** Start RECORDS FOR THIS TASK **
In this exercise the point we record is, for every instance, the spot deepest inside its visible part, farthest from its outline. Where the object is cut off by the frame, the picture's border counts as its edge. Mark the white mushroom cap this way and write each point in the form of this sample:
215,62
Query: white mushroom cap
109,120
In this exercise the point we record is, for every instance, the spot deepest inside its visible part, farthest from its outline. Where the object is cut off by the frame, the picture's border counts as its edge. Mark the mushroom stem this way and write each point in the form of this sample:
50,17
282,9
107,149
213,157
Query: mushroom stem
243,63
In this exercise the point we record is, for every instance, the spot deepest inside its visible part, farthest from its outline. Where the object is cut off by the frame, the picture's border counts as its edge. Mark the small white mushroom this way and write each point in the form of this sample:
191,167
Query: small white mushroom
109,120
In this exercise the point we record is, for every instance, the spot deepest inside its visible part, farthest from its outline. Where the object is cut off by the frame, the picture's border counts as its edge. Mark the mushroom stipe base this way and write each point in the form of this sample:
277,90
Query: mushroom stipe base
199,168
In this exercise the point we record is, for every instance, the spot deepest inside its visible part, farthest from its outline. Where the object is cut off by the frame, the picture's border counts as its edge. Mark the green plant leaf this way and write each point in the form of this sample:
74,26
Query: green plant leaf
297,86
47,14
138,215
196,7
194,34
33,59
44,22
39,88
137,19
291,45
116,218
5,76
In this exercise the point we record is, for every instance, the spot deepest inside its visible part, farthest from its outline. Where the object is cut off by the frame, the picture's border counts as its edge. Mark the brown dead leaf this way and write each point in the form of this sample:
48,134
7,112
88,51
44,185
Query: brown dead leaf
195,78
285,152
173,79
** End RECORDS FOR THIS TASK **
■ EXERCISE DETAILS: Write out all the rows above again, switching "outline" to "boundary" wherever it occurs and leaving everything else unchanged.

■ RIGHT ANSWER:
In this exercise the point we record is, for every instance, the spot deepest inside its visible part, farthest from its boundary. Where the object is cut off by the frame, the picture's border counts as its edge. Mark the white mushroom cap this way and write each point in the form of this sample:
215,62
Query: white mushroom cap
109,120
In this exercise the point we record is, for every instance, the spot deepest inside its visible part, farthest from its boundary. Where the object is cut off by the frame, the picture's border counts as its edge. Mark the mushroom stem this way and write each point in the form of this sample:
50,17
282,9
107,149
213,157
Query: mushroom stem
243,63
In this exercise the point we record is, for every instance, the spot deepest inside its visible part, farthest from its boundary. Where the object is cut off by the frame, the picture's border counts as its edge. Mark the small white mushroom this way and write each point in the form of this sample:
191,167
Query: small white mushroom
109,120
In this exercise the point we record is, for every instance, the spot deepest inside its visible part, farthest from its boundary. Where the object is cut off by the frame, the picture's border counts as its edge. Mark the mushroom stipe base this way and write each point in the form of this sample:
277,90
Query: mushroom stipe base
199,168
In this exercise the point we record is, for every instance, the spot deepest inside its visible part, farthest from its boundary. Where the object is cut off by the frame, the picture's border counts as its edge. Mark the green plant leaf this way and write each point in the form of this sample:
74,26
Query: green plant leaf
297,86
47,14
138,215
196,7
194,34
33,59
44,22
39,88
137,19
291,45
116,218
5,76
In this exercise the point we record is, for every instance, the spot deepest inside its visible part, farthest from its boundary. Where the object is cut off by the frame, the picture's border counts as its edge. Mark the brown dead leaf this way and write each point in the form of this sample:
48,134
7,112
88,51
44,185
Query: brown dead leaf
195,78
285,152
173,79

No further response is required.